It has some of the money saving "features" early 70's Gibsons were famous for. Plastic plate on the front containing the volume and tone pots and three-way switch.
Colour is walnut, (they also came in red), and the binding is three ply white/black/white. It does have the infamous "Volute". Why this is seen as a negative is lost on me. It only makes the neck stronger and doesn't affect playability at all.
It's a guitar that I will never sell.
Wonderful tone, fantastic playability, thin fast neck and that intangible "Mojo" that comes with years of use. I play it through an old 60's Gibson Explorer amp and the tone is pure Chicago blues.
I bought it used in Toronto about 10 years ago along with it's old worn case that's missing it's handle. The previous owned used part of an old leather belt as a substitute. I wouldn't dream of finding a replacement handle. It is what it is....a fantastic sounding/playing Gibson, the colour of rich milk chocolate. mmmmmmmmmmm.....chocolate!


----------



## big frank (Mar 5, 2006)

By the way Rick; that is a beautiful LP Custom.


----------



## LPBlue (Feb 2, 2006)

I bought my 76 LPC in 1980 for $400Cdn...










I'm now considering pulling the Dimarzio pups (they came with it) and installing Gibsons putting the guitar back to original condition.

J.R.


----------



## Rick31797 (Apr 20, 2007)

*Lp*

Thanks Frank, I have really injoyed the guitar, and i still remember clearly the day i picked it up. They called me and told me it had came in so, when i went in the store they had it in the case on the counter, and there was 4 sales people looking at it, and i don't think any of them had seen the auto winders before, they thought it was a pretty cool feature.
And that was 27 yrs ago, man has time went by.

Rick


----------



## zontar (Oct 25, 2007)

Rick31797 said:


> And that was 27 yrs ago, man has time went by.


I can't believe it when I think of how long I've had most of my guitars...


----------



## Rex Lannegan (Mar 2, 2006)

'79

I've named him George. It's like playing a wrecking ball...sound and weight!


----------



## Evilmusician (Apr 13, 2007)

Rex Lannegan said:


> '79
> 
> I've named him George. It's like playing a wrecking ball...sound and weight!


Not a bunny rabbit George I will have to punish you but good ! lol !


----------



## Rex Lannegan (Mar 2, 2006)

Evilmusician said:


> Not a bunny rabbit George I will have to punish you but good ! lol !


http://www.youtube.com/watch?v=2JlVqfC8-UI

:food-smiley-004:


----------



## gt90 (May 26, 2009)

Here's an '81 ES335TD bought new in '86. Originally had a trapeze tail piece which I replaced with the Bigsby. It's wine red and has a coil tap for a single coil sound.


----------



## YaReMi (Mar 9, 2006)

muskrat said:


> ...
> Next is a 1977 Les Paul Special AKA Les Paul 55/77
> 
> 
> ...


Another '77 example - I just got this one last week:
http://lh3.ggpht.com/_NrnVTwLfnHI/St5UfjyC1nI/AAAAAAAAA7w/WnZEZLu_9_A/s800/DSC_1321_3.JPG

.. pictures without 'body parts' are coming soon ..


----------



## curley-maple (Oct 23, 2009)

Dataset records:
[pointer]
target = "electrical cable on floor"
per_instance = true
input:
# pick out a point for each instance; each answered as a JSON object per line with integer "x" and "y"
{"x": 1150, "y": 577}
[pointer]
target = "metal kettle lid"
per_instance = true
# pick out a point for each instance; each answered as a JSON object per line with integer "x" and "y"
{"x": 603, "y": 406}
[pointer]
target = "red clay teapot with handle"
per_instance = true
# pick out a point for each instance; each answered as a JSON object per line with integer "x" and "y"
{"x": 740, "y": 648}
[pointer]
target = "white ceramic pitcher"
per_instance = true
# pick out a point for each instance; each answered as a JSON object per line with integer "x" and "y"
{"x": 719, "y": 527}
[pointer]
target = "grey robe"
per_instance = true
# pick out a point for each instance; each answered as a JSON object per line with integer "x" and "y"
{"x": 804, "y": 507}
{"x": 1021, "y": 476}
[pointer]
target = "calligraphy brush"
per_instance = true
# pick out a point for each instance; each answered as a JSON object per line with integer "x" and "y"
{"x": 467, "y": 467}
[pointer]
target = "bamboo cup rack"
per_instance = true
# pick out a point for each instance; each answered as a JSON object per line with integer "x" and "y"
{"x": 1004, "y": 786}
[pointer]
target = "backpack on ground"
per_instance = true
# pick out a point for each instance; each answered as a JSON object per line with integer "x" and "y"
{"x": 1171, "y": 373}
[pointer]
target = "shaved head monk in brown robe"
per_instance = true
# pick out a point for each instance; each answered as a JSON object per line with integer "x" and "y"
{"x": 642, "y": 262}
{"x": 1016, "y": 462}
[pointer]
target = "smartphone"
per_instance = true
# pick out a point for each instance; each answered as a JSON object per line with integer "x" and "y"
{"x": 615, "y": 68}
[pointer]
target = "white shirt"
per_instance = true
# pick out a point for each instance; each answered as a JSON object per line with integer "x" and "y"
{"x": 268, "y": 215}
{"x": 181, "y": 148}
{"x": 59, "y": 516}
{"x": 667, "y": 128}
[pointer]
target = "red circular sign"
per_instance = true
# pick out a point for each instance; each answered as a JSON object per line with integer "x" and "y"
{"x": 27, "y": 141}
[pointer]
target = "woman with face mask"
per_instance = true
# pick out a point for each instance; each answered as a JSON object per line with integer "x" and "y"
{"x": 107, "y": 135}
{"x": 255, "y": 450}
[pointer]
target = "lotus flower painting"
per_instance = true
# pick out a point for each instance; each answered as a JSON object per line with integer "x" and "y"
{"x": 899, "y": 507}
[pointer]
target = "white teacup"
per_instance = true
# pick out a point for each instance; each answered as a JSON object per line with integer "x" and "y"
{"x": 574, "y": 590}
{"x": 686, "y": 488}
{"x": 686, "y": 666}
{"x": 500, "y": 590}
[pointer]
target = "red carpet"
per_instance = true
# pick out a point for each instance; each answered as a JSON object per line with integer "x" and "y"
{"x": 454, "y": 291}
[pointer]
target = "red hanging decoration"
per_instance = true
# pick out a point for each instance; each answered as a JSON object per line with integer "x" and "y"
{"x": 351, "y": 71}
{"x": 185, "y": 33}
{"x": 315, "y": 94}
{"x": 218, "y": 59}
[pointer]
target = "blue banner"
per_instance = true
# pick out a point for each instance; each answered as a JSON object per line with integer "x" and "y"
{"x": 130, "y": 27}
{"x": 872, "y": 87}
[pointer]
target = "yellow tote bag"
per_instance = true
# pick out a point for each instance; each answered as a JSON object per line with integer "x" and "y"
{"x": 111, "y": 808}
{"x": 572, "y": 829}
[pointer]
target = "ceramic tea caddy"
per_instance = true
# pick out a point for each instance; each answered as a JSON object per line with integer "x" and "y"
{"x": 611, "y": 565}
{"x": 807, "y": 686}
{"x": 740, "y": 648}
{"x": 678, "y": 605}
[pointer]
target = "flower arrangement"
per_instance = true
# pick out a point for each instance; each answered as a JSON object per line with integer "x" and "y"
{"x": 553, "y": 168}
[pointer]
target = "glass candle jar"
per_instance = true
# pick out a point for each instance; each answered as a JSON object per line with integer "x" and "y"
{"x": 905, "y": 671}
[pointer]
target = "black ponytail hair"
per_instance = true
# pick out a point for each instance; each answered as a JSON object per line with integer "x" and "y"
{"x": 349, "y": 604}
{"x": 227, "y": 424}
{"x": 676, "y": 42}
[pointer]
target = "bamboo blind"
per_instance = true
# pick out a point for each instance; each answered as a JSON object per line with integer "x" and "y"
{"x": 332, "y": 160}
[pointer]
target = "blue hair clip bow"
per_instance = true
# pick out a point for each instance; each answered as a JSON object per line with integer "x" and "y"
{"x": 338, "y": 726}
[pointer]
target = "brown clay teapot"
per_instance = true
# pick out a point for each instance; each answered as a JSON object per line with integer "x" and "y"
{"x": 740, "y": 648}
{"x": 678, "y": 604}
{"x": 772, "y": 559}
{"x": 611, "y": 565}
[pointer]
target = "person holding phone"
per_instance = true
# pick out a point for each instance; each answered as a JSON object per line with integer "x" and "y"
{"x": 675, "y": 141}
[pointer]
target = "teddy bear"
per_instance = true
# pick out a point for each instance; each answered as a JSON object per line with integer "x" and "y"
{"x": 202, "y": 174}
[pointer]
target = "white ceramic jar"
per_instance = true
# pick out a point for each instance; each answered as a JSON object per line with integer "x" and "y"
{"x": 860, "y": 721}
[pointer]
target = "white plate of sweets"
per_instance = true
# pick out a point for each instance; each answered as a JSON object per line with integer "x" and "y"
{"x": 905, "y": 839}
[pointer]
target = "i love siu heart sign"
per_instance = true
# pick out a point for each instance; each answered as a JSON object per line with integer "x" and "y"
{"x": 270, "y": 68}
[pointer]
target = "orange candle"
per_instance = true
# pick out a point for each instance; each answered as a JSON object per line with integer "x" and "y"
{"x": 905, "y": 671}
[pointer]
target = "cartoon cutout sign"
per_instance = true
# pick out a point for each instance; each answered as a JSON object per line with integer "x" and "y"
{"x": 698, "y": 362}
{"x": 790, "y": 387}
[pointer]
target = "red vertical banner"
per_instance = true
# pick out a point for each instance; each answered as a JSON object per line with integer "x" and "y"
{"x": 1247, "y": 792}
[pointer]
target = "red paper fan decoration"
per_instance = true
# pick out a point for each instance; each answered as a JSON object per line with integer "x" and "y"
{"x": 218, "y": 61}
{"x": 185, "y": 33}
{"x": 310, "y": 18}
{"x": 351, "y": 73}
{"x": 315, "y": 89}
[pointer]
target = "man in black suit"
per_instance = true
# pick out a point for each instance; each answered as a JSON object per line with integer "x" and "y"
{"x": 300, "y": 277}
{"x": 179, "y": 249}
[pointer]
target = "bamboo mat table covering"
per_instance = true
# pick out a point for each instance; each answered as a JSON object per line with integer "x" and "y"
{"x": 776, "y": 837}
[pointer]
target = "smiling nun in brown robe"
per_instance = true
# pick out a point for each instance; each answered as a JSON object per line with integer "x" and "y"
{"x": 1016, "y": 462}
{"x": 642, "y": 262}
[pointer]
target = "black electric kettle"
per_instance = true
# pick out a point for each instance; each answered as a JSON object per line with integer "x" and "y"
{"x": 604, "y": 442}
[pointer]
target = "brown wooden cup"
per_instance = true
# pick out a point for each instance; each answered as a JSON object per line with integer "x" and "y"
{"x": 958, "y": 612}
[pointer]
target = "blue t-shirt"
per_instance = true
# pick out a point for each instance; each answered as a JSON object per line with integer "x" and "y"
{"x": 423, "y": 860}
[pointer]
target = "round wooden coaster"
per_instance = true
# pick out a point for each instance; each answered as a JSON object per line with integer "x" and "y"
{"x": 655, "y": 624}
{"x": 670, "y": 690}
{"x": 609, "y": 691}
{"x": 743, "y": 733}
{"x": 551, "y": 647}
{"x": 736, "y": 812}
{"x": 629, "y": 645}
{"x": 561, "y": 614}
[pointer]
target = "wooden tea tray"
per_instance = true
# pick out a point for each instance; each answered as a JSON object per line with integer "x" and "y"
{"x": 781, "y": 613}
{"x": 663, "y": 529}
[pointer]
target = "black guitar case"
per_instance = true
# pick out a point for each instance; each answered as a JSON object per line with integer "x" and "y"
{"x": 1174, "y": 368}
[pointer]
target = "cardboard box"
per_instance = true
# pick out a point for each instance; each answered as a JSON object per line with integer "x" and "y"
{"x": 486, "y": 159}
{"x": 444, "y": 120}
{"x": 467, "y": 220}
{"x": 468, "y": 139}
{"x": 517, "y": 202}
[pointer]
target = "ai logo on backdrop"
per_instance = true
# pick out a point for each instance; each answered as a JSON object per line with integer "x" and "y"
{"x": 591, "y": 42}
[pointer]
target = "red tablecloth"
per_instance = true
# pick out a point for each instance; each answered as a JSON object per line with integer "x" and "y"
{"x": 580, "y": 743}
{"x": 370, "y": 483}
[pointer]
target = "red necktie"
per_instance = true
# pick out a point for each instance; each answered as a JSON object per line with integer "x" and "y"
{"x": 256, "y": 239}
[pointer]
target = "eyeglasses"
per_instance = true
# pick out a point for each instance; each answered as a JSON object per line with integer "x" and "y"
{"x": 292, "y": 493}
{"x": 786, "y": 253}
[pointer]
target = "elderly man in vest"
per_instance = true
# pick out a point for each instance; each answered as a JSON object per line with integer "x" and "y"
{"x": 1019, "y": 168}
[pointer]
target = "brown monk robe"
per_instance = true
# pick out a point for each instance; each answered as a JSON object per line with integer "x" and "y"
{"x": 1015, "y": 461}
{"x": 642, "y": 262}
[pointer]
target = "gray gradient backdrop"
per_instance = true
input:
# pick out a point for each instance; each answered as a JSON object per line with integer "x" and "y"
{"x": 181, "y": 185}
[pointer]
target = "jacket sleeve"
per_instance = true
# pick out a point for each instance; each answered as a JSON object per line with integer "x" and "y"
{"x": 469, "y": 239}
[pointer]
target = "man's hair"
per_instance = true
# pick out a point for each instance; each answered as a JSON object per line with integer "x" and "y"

REQUEST A: Reproduce the Gibson guitar forum thread between "I bought it" and "(Mar 5, 2006)", inclusive.
REQUEST B: In the Gibson guitar forum thread, what did gt90 put on the '81 ES335TD in place of its original trapeze tailpiece?

WORKED SOLUTION A:
I bought it used in Toronto about 10 years ago along with it's old worn case that's missing it's handle. The previous owned used part of an old leather belt as a substitute. I wouldn't dream of finding a replacement handle. It is what it is....a fantastic sounding/playing Gibson, the colour of rich milk chocolate. mmmmmmmmmmm.....chocolate!


----------



## big frank (Mar 5, 2006)

WORKED SOLUTION B: A Bigsby.